- SHORT EXERCISE: Extract the line that contains "Where can the bird's" and every line after it to the end of the records below, exactly as written and nothing else.

- DATA SUPPLIED:
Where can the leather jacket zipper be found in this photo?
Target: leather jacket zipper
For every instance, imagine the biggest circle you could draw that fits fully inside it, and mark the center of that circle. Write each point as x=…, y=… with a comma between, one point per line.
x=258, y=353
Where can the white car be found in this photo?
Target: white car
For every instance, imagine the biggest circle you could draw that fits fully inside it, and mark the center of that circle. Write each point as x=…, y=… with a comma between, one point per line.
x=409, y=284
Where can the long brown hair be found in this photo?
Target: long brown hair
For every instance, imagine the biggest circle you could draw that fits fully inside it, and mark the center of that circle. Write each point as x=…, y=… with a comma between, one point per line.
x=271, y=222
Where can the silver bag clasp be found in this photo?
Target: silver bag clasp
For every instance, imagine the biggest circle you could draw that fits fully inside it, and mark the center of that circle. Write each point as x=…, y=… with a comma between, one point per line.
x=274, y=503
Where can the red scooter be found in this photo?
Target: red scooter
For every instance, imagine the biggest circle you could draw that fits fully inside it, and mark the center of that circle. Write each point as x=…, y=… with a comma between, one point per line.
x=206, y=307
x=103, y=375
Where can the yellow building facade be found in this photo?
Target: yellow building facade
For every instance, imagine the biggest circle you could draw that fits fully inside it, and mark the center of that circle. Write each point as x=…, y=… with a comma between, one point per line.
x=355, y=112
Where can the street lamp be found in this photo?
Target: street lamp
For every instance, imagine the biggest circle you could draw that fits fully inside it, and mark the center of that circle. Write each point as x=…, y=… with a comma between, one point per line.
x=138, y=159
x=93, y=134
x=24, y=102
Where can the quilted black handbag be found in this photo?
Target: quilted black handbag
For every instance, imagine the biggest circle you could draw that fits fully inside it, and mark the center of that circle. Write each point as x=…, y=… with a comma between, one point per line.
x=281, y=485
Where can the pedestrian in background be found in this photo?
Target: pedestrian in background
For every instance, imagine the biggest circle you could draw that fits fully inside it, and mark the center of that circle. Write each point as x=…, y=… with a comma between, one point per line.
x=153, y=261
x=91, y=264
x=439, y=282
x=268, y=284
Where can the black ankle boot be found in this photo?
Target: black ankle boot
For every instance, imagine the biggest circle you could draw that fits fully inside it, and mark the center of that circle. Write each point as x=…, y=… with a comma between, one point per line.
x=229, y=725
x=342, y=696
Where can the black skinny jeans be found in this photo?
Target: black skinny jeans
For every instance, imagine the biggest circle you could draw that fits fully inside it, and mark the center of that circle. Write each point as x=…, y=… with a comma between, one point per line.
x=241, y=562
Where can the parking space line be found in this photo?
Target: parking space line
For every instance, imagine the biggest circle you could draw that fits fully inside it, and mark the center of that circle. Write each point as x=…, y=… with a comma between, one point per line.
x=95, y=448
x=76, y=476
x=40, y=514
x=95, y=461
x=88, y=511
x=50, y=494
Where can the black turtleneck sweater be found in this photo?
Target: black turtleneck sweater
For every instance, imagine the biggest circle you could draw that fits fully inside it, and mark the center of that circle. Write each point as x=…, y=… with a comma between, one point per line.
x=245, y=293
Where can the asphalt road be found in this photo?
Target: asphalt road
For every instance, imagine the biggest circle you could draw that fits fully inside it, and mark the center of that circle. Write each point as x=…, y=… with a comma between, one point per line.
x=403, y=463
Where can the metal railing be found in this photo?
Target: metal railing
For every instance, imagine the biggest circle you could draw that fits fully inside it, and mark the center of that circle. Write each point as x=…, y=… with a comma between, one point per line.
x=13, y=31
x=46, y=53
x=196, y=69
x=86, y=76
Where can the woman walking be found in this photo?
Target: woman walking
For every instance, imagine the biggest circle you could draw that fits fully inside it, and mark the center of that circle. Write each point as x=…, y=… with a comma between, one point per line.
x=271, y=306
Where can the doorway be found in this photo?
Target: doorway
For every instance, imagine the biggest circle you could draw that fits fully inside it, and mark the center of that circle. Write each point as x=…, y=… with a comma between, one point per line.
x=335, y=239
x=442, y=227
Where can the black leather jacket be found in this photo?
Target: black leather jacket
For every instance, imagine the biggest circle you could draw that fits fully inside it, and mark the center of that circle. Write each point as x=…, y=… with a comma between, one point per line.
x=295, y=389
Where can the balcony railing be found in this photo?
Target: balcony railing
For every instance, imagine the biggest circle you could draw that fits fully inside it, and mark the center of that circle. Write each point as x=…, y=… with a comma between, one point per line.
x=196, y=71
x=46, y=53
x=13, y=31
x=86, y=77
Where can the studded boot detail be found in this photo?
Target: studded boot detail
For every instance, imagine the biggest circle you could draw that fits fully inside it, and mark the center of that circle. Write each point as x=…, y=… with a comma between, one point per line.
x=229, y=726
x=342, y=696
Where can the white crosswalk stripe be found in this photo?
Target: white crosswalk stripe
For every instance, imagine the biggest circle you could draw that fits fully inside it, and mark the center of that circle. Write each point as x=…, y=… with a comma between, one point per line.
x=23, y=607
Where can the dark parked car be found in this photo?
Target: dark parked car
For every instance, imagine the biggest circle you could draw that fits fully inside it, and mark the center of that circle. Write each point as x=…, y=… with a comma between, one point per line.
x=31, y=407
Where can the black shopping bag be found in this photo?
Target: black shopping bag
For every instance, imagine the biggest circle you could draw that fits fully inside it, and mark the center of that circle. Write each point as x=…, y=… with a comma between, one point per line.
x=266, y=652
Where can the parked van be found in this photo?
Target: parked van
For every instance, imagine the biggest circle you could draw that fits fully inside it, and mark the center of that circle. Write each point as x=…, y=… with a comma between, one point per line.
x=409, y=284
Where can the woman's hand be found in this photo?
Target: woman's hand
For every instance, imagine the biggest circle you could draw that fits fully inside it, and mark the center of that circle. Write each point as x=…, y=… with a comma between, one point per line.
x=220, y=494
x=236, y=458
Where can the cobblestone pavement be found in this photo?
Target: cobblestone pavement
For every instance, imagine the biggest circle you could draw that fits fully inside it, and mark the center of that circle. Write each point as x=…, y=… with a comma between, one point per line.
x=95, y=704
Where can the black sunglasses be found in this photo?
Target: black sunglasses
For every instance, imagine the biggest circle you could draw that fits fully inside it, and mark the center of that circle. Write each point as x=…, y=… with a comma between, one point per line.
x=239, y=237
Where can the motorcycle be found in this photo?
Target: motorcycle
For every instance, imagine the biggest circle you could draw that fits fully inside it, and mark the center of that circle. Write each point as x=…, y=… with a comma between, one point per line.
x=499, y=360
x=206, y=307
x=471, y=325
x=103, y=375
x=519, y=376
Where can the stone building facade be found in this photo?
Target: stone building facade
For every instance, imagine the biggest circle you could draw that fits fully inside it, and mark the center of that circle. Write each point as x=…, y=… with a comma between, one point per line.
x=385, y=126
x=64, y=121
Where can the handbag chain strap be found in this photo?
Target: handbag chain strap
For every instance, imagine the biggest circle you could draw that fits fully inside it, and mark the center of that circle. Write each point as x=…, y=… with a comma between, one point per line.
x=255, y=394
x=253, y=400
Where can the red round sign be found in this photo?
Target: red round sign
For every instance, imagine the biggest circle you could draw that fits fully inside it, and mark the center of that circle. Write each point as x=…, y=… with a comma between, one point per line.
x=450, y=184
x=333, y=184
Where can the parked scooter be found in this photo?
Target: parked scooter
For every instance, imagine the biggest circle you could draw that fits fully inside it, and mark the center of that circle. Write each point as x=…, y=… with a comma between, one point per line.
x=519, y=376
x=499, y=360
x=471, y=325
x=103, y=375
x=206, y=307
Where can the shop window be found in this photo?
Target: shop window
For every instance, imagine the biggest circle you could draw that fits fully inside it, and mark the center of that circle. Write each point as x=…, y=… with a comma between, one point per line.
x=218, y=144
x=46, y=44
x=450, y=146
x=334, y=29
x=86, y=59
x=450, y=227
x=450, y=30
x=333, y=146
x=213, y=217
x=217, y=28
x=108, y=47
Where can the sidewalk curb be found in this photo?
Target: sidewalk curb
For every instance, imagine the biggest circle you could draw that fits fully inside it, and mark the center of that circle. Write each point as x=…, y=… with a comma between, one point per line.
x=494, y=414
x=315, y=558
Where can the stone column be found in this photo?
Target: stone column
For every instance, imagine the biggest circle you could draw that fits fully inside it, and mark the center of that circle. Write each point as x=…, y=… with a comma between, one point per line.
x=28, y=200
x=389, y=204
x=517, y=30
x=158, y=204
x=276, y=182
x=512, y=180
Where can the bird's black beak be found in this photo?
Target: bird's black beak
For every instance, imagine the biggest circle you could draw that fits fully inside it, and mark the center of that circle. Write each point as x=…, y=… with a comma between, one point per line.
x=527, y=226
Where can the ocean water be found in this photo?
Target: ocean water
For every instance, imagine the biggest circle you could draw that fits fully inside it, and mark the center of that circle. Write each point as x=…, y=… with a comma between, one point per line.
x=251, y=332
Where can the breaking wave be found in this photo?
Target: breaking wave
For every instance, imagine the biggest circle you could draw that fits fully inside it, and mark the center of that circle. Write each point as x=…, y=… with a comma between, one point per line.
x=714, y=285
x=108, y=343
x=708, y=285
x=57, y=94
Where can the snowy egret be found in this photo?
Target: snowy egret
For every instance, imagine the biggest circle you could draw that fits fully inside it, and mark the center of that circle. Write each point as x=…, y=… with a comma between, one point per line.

- FINAL ANSWER:
Where can the bird's black beak be found in this photo?
Target: bird's black beak
For every instance, imagine the biggest circle you could draw that fits fully inside it, and mark the center of that circle. Write each point as x=…, y=… with a comma between, one point per line.
x=527, y=226
Where can the ocean water be found in this photo?
Target: ocean water
For every instance, imagine the biggest circle you could draw that fits fully inside it, and mark the center of that circle. Write each point as x=…, y=… with a comma between, one point per line.
x=251, y=332
Where can the breaking wave be found in this photo?
Target: breaking wave
For every instance, imagine the biggest circle you could draw that fits fully inside it, and mark the center of that circle. Write each point as x=…, y=… with a comma between, one point per line.
x=714, y=285
x=108, y=343
x=708, y=285
x=57, y=94
Where can the snowy egret be found in this photo?
Target: snowy egret
For every instance, imagine the biggest circle you could draw that fits fully inside it, and mark the center of that circle. Write each point as x=…, y=… with a comma between, one point per line.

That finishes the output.